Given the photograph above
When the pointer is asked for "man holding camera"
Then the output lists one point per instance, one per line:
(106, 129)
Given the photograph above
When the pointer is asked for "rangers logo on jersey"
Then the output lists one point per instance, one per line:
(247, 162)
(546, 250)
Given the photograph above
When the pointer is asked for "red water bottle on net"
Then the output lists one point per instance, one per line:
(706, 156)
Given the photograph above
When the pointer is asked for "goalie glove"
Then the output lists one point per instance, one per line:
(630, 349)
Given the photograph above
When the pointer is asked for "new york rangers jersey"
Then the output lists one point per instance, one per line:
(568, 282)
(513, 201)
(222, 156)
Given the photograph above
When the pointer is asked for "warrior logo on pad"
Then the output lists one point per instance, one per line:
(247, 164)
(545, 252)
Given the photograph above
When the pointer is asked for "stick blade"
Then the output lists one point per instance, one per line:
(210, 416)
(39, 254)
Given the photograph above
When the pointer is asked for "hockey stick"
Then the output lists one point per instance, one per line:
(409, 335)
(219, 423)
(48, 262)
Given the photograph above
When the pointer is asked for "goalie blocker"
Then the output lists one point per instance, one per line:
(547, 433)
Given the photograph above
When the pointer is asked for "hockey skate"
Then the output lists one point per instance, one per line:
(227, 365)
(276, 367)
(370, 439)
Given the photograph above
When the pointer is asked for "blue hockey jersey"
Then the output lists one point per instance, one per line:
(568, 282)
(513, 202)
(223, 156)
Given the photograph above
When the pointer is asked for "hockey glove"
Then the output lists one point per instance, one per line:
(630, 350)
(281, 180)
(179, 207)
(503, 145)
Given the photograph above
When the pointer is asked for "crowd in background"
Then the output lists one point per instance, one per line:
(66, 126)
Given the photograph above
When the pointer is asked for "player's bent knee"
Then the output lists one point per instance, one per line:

Exercise requirements | Restate the data above exactly, keeping each word as it stands.

Task answer |
Given the photograph above
When the pointer is asked for "man holding camera"
Then the output lists one point per instance, one per line:
(106, 129)
Given the photograph above
When the pointer is asked for "rangers logo on jersey"
Then the output lists one point per instance, one per line:
(247, 162)
(546, 250)
Given the photograph above
When the pointer is asked for "red water bottle on net"
Then the output lists one point per instance, one per line:
(706, 156)
Given the photograph above
When the pointer is asked for "goalie glove"
Then the output lists one point per instance, one per line:
(630, 349)
Given the photograph above
When the pointer is asked for "new york rangers jersey"
Then the output lists one point per instance, one per line:
(568, 282)
(513, 201)
(222, 156)
Given the photograph above
When the pointer is asked for "warrior logo on pad"
Then the output lists one point per instance, one per line:
(247, 164)
(545, 252)
Given the photograph above
When the pointer is asked for "stick blade"
Then the output lists one point per instance, one per line:
(210, 416)
(39, 254)
Given the photograph above
When the pointer is asked for "hockey stick"
Then the output lists one point per instance, one per line:
(409, 335)
(219, 423)
(48, 262)
Given the photograph above
When the pointer is asked for "goalie blocker"
Then the output lists one point per instance, one per line:
(547, 433)
Given the photograph above
When the pointer is asked for "hockey skate"
Then the output lists one point per instance, one per line:
(227, 365)
(276, 367)
(370, 439)
Given the photograph above
When the pointer is asked for "blue hockey jersey"
Then the output lists one point per instance, one per line:
(568, 282)
(513, 202)
(223, 156)
Given the photograph above
When the pointer is asked for "hockey glove"
Then the output lists one point per instance, one per line:
(630, 350)
(281, 180)
(179, 207)
(503, 145)
Given the photograph above
When the pointer is asked for "crowd in background"
Then the output lists one point per instance, one per line:
(66, 126)
Given the photograph above
When the pointer is asked for "player's bent knee"
Then the output lists one point per instance, one per line:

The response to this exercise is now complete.